* WHAT YOU WILL DO
Which lines of the records contain the word "tire"? Pull out each of those lines and copy it unchanged.
● ● ● ● ●
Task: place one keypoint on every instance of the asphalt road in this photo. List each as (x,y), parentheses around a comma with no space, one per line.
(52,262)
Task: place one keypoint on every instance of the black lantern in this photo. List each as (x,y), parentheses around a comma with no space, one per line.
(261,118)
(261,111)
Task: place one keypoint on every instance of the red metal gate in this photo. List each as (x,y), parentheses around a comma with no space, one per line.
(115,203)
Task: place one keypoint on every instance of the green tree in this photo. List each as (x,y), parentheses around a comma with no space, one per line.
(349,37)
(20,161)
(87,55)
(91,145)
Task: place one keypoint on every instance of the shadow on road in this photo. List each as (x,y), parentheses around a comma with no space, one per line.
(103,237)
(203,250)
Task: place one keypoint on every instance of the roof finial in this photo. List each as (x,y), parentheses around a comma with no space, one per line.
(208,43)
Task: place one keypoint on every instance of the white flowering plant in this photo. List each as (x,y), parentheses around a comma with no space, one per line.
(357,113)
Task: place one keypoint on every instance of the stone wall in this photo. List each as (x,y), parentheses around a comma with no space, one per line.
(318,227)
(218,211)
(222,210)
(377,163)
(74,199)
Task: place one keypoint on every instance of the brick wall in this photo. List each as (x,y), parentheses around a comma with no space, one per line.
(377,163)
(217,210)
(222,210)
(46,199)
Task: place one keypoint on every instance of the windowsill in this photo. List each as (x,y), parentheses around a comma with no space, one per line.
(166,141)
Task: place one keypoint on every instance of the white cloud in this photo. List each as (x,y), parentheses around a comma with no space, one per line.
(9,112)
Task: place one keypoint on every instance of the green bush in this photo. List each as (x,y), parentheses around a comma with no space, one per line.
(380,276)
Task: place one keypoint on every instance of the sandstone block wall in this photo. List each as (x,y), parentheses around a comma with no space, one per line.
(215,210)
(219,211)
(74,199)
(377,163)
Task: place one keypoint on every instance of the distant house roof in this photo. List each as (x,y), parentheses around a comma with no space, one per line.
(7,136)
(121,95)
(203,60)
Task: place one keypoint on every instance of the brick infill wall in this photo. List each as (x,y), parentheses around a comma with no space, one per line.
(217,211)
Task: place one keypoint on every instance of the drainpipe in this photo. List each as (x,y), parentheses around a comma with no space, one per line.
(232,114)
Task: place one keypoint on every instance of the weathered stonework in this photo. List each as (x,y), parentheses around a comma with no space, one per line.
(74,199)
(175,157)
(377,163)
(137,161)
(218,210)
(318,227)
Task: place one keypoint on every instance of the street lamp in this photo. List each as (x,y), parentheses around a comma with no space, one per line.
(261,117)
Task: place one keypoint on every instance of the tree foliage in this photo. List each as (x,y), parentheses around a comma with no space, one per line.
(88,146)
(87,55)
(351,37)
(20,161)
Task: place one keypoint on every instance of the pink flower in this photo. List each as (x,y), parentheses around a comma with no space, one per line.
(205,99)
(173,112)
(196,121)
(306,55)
● ● ● ● ●
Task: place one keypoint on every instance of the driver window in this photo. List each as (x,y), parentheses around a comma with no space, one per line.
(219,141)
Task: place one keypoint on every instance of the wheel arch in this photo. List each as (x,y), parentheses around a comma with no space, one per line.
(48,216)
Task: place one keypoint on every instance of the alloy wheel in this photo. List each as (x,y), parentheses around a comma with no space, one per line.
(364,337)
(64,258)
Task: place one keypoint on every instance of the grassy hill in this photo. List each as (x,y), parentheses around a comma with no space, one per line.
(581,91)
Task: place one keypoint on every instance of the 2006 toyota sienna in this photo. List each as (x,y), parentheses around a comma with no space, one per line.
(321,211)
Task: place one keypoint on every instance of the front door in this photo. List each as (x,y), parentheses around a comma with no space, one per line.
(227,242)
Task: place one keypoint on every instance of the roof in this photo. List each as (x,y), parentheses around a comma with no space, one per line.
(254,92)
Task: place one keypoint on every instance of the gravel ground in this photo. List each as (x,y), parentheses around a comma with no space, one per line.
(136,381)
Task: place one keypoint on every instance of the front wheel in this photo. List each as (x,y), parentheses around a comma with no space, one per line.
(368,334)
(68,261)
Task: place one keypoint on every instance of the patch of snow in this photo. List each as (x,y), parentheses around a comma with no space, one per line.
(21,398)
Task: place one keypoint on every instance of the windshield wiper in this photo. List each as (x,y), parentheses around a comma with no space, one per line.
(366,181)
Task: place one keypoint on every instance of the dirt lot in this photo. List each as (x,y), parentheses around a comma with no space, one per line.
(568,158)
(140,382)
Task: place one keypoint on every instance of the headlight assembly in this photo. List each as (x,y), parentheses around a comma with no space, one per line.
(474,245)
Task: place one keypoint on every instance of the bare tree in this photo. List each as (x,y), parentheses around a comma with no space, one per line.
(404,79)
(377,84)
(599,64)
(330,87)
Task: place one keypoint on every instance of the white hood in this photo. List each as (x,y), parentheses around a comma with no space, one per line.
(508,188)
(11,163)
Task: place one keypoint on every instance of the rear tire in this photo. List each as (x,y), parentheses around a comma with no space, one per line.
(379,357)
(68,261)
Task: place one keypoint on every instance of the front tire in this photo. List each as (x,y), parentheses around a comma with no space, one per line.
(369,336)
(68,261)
● ● ● ● ●
* SOLUTION TO THIS TASK
Task: place one keypoint on every instance of the rear tire in this photo. List each as (x,y), parentheses around a comma with no space, one per line.
Task: place one keypoint on every instance of the front tire in this photo. List each as (x,y), parentheses around a comma with no space, one per line.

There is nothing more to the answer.